Everything from the line that contains "[locate] the truck hood" through the final line of the records should be written out exactly, and nothing outside that span.

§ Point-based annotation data
____
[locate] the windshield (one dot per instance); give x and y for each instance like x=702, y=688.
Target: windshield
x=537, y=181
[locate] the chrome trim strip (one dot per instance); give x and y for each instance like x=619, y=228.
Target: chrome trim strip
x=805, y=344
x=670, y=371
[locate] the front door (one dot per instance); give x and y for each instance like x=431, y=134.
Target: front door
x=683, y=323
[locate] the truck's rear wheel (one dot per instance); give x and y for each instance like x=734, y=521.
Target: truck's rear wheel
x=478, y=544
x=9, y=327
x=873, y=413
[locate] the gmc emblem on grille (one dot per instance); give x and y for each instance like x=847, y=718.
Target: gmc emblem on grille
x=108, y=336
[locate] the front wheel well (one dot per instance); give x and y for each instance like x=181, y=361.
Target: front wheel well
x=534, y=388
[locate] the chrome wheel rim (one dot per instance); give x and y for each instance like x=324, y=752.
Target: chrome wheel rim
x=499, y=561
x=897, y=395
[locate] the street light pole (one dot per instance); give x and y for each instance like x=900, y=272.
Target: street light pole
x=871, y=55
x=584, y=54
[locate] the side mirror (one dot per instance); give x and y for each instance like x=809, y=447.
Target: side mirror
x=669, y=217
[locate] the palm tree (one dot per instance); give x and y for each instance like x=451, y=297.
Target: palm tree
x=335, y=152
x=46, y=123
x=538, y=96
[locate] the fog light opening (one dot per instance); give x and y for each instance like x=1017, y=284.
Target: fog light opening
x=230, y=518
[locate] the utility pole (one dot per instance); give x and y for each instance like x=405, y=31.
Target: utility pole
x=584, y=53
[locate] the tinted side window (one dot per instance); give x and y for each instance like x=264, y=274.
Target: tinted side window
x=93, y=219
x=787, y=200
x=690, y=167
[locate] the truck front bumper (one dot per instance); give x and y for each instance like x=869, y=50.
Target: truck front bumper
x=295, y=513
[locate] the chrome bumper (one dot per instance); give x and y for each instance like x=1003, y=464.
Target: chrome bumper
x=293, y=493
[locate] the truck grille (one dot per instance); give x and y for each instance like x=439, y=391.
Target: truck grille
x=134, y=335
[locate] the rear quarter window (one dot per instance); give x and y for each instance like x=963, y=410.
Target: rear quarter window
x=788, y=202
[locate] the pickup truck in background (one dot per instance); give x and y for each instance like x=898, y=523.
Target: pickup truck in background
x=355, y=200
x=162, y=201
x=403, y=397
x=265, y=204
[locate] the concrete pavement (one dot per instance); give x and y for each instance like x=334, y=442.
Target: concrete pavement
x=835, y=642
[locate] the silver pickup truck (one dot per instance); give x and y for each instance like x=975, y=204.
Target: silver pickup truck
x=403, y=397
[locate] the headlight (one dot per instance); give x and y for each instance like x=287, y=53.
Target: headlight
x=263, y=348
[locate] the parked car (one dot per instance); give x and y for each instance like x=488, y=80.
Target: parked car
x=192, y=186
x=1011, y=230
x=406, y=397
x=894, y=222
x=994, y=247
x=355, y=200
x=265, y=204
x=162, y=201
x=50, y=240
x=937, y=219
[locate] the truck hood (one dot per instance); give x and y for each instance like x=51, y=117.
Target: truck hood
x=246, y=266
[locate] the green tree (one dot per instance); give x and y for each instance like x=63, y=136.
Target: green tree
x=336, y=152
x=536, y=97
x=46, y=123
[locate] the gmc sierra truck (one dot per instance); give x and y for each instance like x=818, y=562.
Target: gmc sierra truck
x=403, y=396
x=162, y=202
____
§ RESULT OF THE TASK
[locate] the truck hood (one dot per instance); give x and y for each instance like x=51, y=117.
Target: truck hood
x=246, y=266
[locate] the green tree (one dot per instance); give x and y for each instance like x=63, y=136.
Target: green tree
x=336, y=152
x=536, y=97
x=46, y=123
[locate] the gmc sierra truck (one dot per instance); give x and y for each instance like x=818, y=562.
Target: gmc sierra truck
x=403, y=396
x=162, y=202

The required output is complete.